### Quoted passage
────────────────────

You know how meditation can improve your health and give you a sense of clarity, but you just can’t sit still.
You don’t want to sit still.
That’s completely fine! Moving meditations can be just as beneficial as sitting practices.
Check out some of my favorite ways to not-so-traditionally meditate.
Qigong is an ancient Chinese healing practice that aims to move the energy through your body.
It consists of repeating stretches, breathing techniques, gentle movements, and postures.
Practicing qigong allows you to focus on the way the energy in your body moves through space. Coordinating these flowing movements can help cultivate a sense of vitality and tranquility that lasts throughout your day.
Let Mother Earth be your therapist!
Forest bathing is a healing practice that was first developed by the Japanese, where one is meant to take in the forest through their senses and bathe in its atmosphere.
So many of us live in cities; we are surrounded by concrete, buildings, and cars, deprived of the nature our soul so desperately needs.
Rekindle that connection; go deep into the woods, a garden, or a park and let nature guide you. Take in the sound of the birds chirping, the way the sun shines through the leaves, the smell of the crisp air, and the way the bark feels.
Walk slowly and mindfully with purpose, and a wave of calmness will wash over you.
Meditative coloring can help free your mind of intrusive thoughts about your grocery list or homework.
This is a relatively new yet successful therapy implemented by many psychologists around the globe.

────────────────────

### Material provided
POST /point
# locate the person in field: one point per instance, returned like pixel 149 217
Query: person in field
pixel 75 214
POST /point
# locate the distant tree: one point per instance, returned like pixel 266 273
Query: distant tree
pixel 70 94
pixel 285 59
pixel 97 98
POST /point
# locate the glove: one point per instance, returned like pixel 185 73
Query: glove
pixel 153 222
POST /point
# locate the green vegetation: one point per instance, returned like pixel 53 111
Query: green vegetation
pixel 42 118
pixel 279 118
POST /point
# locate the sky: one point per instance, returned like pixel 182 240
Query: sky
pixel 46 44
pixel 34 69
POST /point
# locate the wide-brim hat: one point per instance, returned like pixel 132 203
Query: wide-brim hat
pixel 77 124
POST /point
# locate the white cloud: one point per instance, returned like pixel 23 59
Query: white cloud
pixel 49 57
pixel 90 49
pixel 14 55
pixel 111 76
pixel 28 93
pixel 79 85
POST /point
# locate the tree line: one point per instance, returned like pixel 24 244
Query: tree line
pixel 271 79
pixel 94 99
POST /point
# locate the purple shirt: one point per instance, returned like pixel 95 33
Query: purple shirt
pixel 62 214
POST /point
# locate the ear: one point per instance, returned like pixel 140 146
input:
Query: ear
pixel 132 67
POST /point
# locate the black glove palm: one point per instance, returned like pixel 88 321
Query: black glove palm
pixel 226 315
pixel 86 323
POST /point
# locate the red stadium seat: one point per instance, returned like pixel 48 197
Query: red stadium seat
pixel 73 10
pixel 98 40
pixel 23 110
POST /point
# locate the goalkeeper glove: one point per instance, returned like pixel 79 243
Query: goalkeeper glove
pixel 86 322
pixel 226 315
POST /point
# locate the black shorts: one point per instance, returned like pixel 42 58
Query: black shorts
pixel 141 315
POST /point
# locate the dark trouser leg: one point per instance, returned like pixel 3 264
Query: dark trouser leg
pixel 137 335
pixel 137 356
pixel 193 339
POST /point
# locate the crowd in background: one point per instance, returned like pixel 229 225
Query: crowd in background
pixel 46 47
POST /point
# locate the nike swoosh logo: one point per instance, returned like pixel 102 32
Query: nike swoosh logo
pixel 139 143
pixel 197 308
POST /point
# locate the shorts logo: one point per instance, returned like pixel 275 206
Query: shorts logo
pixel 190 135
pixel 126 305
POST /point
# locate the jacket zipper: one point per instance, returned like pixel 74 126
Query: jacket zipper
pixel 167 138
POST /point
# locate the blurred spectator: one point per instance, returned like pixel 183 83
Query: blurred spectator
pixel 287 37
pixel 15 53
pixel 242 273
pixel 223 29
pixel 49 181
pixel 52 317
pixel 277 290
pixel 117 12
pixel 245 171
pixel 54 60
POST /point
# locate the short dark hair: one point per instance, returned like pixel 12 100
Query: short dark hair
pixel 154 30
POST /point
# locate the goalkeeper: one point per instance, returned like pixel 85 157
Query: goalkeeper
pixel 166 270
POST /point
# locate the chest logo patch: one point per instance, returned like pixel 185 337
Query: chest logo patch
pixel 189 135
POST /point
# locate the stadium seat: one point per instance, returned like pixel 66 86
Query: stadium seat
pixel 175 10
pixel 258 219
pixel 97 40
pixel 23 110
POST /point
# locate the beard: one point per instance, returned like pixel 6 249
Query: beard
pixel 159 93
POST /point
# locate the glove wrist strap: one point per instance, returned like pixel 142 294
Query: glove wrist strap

────────────────────

### Check your understanding
a. In the moving-meditation article, turn the paragraph beginning "Rekindle that connection" into a short bulleted list that keeps its main points.
b. According to the moving-meditation article, who first developed forest bathing?
c. Write the next few sentences of the moving-meditation article, picking up after its last line.
The records were drawn from a different source than the text.

### Responses per task
a.
- Rekindle your connection with nature by going deep into the woods, a garden, or a park.
- Let nature guide you.
- Notice the birds chirping, the sun shining through the leaves, the smell of the crisp air, and the feel of the bark.

b. The Japanese first developed forest bathing.

c.
You can relax and focus on the images of the mandalas, the act of coloring, and the various colors that you choose. You can enter a meditative state where you let everything else go and focus on the present moment.
To me, this is the ultimate moving meditation.
It really eliminates my ego while simultaneously allowing myself to really listen and go deeper into my body.
This is tricky at first for balancing poses, but after practice, I learned how to make my dristi point my third eye chakra.
After practicing for long enough, I am now able to visualize the purple ajna chakra behind my eyes, and use that to balance my physical self.
This also greatly enhances my shavasana at the end of my practice; fractals and geometric patterns come much more easily to me if I keep my eyes closed for as long as I can.
The bottom line is that traditional meditation is the most effective.
The whole purpose of an asana practice is to preserve the body for longer meditation periods.
But I get it, not all of us are there yet.
Think of this list as a set of tools to help you eventually be able to meditate properly; legs crossed, spine straight, bandhas engaged, and ujjayi breath.